## Text to read
--- BEGIN ---
Flagship programs for MAAF are its local Network, with over 70 worldwide points of contact, lay leaders, and local groups from Kyrgyzstan to Japan and throughout the US and its Chaplain Outreach program to educate 5000 military chaplains on how to support atheists and humanists in the military. Supporting those major programs are care package delivery, lay leader and chaplain endorsement, and a robust advocacy program to identify and resolve issues to make the military a safe place for nontheists.
The MAAF was founded with a simple email discussion group in February 1998 by Kathleen Johnson when she was an active duty Sergeant First Class with the Army's Criminal Investigative Division (CID). It soon expanded from an online presence and affiliated with other organizations including American Atheists and the Campus Freethought Alliance (now CFI On Campus). Early membership, totalling just over 100, included several cadets and midshipmen in ROTC programs and military service academies. Jason Torpy, current president, took over in 2001 while still an active duty officer, established 501c3 status in 2006, and began working full-time for the organization at the end of 2010.
The group's early efforts included letter writing campaigns reminding public figures such as Tom Brokaw not to use the phrase, "There are no atheists in foxholes." One recipient of these letters, broadcaster Bob Schieffer, issued a public apology in response. Other efforts supported active duty military personnel seeking to include, "Atheist" or, "Agnostic" on their dog-tags instead of the more common, "No Rel Pref" which meant the individual had no religious preference. MAAF also encourages Humanists to request that "Humanism" be added to the list of religious preferences. This does not identify humanism as a religion but as a preference about religion, alongside the already-list "none", "atheist", "agnostic", and "No preference". Army chaplains have blocked initial efforts.
--- END ---
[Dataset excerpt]
--- BEGIN ---
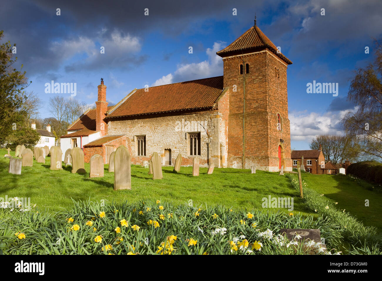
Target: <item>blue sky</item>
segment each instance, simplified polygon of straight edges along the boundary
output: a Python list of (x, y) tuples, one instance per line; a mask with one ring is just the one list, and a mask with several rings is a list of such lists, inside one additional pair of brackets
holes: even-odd
[[(0, 26), (4, 40), (17, 44), (18, 62), (32, 81), (28, 91), (43, 100), (45, 118), (54, 94), (45, 94), (44, 85), (52, 80), (76, 83), (73, 98), (92, 105), (101, 77), (114, 104), (146, 84), (222, 75), (216, 52), (253, 25), (256, 13), (257, 26), (293, 62), (287, 74), (291, 146), (307, 149), (315, 135), (342, 133), (340, 119), (355, 106), (346, 101), (353, 71), (372, 60), (373, 38), (382, 37), (382, 2), (361, 2), (15, 0), (2, 3)], [(338, 83), (338, 96), (307, 94), (313, 80)]]

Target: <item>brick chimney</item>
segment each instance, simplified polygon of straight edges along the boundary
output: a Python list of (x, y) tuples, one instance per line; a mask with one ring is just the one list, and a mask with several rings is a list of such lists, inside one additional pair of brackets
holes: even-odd
[(98, 85), (98, 100), (96, 102), (96, 130), (100, 131), (101, 136), (107, 134), (107, 125), (104, 119), (106, 116), (108, 103), (106, 102), (106, 86), (104, 84), (103, 78), (101, 78), (101, 84)]

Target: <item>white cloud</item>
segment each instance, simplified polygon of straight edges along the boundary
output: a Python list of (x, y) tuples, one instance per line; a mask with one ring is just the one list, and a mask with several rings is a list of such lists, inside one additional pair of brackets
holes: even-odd
[(216, 54), (225, 47), (225, 42), (215, 42), (212, 48), (206, 51), (207, 60), (201, 62), (179, 64), (173, 75), (170, 73), (157, 80), (151, 85), (157, 86), (177, 82), (219, 76), (223, 74), (223, 60)]

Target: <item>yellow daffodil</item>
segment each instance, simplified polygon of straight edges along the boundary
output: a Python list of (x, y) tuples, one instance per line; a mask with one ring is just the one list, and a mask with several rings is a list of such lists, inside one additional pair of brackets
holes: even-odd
--- END ---
## Exercise instructions
According to the text about MAAF, in what month and year was the group founded?

## The output
February 1998